[start of Listed entries]

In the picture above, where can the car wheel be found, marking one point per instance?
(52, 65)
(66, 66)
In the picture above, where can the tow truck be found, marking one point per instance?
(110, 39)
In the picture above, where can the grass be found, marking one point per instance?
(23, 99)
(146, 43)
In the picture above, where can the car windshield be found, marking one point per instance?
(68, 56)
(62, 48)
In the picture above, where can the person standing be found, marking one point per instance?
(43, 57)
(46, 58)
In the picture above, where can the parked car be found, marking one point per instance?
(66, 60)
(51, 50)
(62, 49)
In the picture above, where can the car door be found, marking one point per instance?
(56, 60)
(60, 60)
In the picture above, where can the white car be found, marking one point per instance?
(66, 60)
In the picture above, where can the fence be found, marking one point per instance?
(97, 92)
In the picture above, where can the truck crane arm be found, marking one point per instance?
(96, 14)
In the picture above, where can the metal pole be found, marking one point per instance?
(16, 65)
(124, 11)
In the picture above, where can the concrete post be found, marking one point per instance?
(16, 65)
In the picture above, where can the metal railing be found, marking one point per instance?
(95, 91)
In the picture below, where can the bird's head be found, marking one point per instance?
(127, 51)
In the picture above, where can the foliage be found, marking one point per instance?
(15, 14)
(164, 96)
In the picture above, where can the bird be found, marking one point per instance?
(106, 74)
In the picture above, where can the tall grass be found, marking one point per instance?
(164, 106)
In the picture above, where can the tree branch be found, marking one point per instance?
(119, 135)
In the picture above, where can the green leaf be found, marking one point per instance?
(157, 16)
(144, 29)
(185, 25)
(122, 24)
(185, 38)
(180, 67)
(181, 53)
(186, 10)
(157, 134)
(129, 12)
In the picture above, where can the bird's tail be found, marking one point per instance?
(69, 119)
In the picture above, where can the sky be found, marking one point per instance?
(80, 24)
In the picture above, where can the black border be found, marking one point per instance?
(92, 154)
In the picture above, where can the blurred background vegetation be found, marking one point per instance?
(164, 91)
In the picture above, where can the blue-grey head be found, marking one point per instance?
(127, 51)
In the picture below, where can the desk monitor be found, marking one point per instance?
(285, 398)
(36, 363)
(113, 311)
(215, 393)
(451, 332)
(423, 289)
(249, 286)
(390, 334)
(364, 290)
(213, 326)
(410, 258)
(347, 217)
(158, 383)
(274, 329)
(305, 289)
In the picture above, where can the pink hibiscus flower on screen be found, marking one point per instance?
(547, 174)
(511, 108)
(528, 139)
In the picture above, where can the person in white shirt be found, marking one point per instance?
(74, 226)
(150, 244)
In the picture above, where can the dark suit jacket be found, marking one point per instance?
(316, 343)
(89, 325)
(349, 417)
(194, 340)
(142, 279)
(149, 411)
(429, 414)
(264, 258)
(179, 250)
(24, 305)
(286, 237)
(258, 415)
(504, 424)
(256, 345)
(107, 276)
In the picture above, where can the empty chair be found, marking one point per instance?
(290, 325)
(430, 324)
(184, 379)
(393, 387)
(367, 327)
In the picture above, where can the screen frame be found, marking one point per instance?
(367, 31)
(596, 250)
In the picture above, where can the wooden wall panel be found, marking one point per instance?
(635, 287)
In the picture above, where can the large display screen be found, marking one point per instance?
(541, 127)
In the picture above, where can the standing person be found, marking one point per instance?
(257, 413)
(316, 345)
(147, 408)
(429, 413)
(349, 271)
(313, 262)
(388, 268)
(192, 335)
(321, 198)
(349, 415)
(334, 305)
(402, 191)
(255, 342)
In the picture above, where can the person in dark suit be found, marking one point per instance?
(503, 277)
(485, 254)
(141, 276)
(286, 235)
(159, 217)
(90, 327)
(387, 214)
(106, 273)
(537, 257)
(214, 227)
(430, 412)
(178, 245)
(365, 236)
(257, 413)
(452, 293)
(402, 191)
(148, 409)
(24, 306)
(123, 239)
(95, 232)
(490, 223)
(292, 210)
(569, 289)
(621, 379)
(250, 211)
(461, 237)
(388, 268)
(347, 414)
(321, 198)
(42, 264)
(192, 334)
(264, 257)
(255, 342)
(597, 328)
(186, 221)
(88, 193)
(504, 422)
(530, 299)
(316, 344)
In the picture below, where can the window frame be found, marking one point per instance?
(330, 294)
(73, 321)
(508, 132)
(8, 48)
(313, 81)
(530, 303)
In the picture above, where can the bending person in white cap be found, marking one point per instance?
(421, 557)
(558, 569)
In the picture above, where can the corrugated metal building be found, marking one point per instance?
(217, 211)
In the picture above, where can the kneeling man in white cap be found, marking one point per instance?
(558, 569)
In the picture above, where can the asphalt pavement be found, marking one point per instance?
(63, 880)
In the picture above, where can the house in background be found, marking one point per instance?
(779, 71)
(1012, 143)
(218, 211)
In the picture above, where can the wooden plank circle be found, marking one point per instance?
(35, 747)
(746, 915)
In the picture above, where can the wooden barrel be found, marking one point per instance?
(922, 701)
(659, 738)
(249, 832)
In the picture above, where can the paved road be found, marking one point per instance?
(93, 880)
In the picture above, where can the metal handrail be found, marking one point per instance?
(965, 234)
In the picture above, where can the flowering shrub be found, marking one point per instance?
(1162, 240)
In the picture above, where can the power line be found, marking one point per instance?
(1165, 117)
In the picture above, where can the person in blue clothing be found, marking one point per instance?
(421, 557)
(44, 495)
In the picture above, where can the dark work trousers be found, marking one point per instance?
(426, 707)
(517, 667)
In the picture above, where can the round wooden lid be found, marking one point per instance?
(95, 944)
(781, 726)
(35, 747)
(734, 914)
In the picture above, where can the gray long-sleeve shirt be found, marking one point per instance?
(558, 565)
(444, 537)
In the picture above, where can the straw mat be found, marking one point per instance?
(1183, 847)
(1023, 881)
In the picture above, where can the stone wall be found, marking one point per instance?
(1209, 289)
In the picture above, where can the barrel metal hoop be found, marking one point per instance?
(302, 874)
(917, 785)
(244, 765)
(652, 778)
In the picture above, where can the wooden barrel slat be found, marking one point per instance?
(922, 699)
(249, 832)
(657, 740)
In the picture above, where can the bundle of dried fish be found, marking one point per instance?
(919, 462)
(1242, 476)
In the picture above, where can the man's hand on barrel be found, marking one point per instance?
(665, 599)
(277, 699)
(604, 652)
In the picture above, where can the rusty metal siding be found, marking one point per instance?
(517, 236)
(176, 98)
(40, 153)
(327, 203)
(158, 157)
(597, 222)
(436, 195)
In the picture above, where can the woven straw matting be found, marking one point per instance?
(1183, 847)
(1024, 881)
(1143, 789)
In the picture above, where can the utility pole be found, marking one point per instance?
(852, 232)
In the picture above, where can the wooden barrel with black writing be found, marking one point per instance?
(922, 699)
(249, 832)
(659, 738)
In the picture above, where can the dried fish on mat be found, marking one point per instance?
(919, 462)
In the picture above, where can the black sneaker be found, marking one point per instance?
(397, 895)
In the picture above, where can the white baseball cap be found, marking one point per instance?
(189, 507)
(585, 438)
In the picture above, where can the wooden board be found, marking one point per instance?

[end of Listed entries]

Copy the lines from the one containing "In the picture above, where can the black sneaker" through the end of the records, keeping every line, including those without coordinates. Add -105 to each coordinate in the answers.

In response:
In the picture above, where can the black sneaker be found, marking one point per instance?
(292, 790)
In the picture above, where can the white baseball cap be found, marking one point per instance?
(84, 402)
(480, 333)
In the picture above, where can the wooden board be found, marking one point per instance?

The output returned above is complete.